- Provided passage
_____

Option 3: EC2 Spot Fleet

# Create Spot Fleet with diverse instance types
aws ec2 request-spot-fleet --spot-fleet-request-config file://spot-fleet.json

Step 4: Implement Interruption Handling

# Handle 2-minute termination notice
# Instance metadata: /latest/meta-data/spot/instance-action

# In application:
1. Poll for termination notice
2. Gracefully shutdown (save state)
3. Drain connections
4. Exit

Reference: See references/best_practices.md → Compute Optimization → Spot Instances

Quick Reference: Cost Optimization Scripts

All Scripts Location

ls scripts/
# find_unused_resources.py
# analyze_ri_recommendations.py
# detect_old_generations.py
# spot_recommendations.py
# rightsizing_analyzer.py
# cost_anomaly_detector.py

Script Usage Patterns

Monthly Review (Run all):

python3 scripts/find_unused_resources.py
python3 scripts/cost_anomaly_detector.py --days 30
python3 scripts/rightsizing_analyzer.py --days 30

Quarterly Optimization:

python3 scripts/analyze_ri_recommendations.py --days 60
python3 scripts/detect_old_generations.py
python3 scripts/spot_recommendations.py

Specific Region Only:

python3 scripts/find_unused_resources.py --region us-east-1
python3 scripts/rightsizing_analyzer.py --region us-west-2

Named AWS Profile:

python3 scripts/find_unused_resources.py --profile production
python3 scripts/cost_anomaly_detector.py --profile production --days 60

Script Requirements

# Install dependencies
pip install boto3 tabulate

# AWS credentials required
# Configure via: aws configure
# Or use: --profile PROFILE_NAME

Service-Specific Optimization

Compute Optimization

Key Actions:

Migrate to Graviton (20% savings)

_____

- Extracted data
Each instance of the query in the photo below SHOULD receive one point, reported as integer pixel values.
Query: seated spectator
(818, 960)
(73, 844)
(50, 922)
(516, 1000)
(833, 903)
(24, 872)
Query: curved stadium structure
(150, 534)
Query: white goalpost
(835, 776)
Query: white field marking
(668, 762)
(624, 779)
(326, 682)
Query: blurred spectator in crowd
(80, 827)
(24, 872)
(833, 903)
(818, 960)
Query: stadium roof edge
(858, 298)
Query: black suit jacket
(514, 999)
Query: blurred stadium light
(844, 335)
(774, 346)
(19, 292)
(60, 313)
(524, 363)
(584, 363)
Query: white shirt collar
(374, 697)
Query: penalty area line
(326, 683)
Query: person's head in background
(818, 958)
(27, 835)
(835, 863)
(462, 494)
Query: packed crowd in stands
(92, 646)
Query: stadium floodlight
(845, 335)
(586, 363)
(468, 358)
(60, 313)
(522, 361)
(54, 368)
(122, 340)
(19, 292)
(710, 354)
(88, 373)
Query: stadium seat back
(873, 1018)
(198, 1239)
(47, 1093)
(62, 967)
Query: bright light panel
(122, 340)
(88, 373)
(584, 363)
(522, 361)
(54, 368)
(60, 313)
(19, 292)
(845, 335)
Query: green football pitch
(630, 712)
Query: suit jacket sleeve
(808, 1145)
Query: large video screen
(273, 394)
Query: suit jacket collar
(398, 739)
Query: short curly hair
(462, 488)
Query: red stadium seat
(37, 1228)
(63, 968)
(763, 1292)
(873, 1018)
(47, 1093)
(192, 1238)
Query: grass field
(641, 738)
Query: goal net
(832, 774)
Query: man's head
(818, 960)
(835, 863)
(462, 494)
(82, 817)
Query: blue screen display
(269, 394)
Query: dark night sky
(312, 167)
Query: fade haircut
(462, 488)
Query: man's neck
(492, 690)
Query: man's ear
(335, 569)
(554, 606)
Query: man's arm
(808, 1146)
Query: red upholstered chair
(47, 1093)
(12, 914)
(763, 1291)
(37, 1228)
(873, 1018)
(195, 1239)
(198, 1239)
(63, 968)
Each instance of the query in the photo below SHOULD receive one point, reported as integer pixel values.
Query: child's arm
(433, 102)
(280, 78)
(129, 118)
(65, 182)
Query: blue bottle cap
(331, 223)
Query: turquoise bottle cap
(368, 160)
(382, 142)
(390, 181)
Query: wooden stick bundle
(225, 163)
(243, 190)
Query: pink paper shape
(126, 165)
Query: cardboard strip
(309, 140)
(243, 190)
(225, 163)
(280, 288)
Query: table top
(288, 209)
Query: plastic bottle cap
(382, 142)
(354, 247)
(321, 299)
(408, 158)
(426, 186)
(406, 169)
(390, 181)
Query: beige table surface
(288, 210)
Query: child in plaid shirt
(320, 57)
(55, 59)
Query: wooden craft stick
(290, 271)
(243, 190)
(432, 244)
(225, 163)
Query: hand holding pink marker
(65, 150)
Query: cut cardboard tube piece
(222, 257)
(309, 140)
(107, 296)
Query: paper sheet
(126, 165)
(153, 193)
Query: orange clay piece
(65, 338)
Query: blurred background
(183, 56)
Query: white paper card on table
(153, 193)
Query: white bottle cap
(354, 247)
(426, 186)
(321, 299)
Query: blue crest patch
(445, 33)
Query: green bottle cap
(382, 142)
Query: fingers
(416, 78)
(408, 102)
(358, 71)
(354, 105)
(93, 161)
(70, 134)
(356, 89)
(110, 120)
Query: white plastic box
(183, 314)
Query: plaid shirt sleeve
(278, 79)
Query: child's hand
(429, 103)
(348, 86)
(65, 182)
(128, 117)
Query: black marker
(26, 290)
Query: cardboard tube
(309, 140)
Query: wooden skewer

_____

- Task to complete
Continue the AWS cost optimization guide above, starting right after "Migrate to Graviton (20% savings)".

- Output of the exercise
Use Spot for fault-tolerant workloads (70% savings)
Purchase RIs for stable workloads (40-65% savings)
Right-size oversized instances

Reference: references/best_practices.md → Compute Optimization

Storage Optimization

Key Actions:

Convert gp2 → gp3 (20% savings)
Implement S3 lifecycle policies (50-95% savings)
Delete old snapshots
Use S3 Intelligent-Tiering

Reference: references/best_practices.md → Storage Optimization

Network Optimization

Key Actions:

Replace NAT Gateways with VPC Endpoints (save $25-30/month each)
Use CloudFront to reduce data transfer costs
Colocate resources in same AZ when possible

Reference: references/best_practices.md → Network Optimization

Database Optimization

Key Actions:

Right-size RDS instances
Use gp3 storage (20% cheaper than gp2)
Evaluate Aurora Serverless for variable workloads
Purchase RDS Reserved Instances

Reference: references/best_practices.md → Database Optimization

Service Alternatives Decision Guide

Need help choosing between services?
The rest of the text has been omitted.